§ **DOCUMENT EXCERPT**
# # # # # # #
Vyacheslav Grigoryevich Dobrynin (, born Antonov/Анто́нов on January 25, 1946, Ryazanskaya oblast, Russia) is a popular Russian composer and singer also known as Doctor Shlyager. He was awarded the People's Artist of Russia in 1996.'

Dobrynin was born in 1946 to an Armenian father and a Russian mother. He never bore his father's surname of Petrosian – his father left the family before he was born and he used his mother's surname Antonov throughout his childhood, changing it to Dobrynin in 1972. He studied at Moscow State University and received a diploma as an "art historian and theorist" in 1970. He subsequently worked at the Tretyakov Gallery and Pushkin Museum.  As an amateur musician and singer he participated in different Beatles-style groups. Dobrynin started to compose songs in the late-1960s and from 1971 co-operated with the Oleg Lundstrem orchestra, "Vesyolye Rebyata", "Samotsvety" and other bands. He has written more than 1000 songs, often based on poems by Leonid Derbenyov, Robert Rozhdestvensky, Mikhail Tanich and Ilya Reznik. In 1998, Dobrynin got a star on the Star Square in Moscow.
# # # # # # #
§ **MATERIAL**
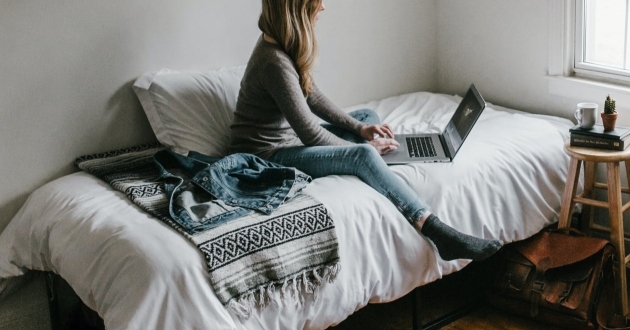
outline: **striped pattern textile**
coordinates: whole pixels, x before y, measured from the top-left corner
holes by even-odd
[[[79,157],[75,165],[190,239],[206,259],[217,297],[239,317],[270,303],[301,303],[305,293],[316,298],[319,287],[335,279],[340,263],[333,220],[323,204],[304,193],[270,215],[251,212],[193,235],[179,228],[156,181],[153,155],[162,149],[141,145]]]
# # # # # # #
§ **STATED TASK**
Write out the passage of the Dobrynin biography from "Dobrynin was born" up to and including "Square in Moscow.".

§ **REPLY TO THE EXERCISE**
Dobrynin was born in 1946 to an Armenian father and a Russian mother. He never bore his father's surname of Petrosian – his father left the family before he was born and he used his mother's surname Antonov throughout his childhood, changing it to Dobrynin in 1972. He studied at Moscow State University and received a diploma as an "art historian and theorist" in 1970. He subsequently worked at the Tretyakov Gallery and Pushkin Museum.  As an amateur musician and singer he participated in different Beatles-style groups. Dobrynin started to compose songs in the late-1960s and from 1971 co-operated with the Oleg Lundstrem orchestra, "Vesyolye Rebyata", "Samotsvety" and other bands. He has written more than 1000 songs, often based on poems by Leonid Derbenyov, Robert Rozhdestvensky, Mikhail Tanich and Ilya Reznik. In 1998, Dobrynin got a star on the Star Square in Moscow.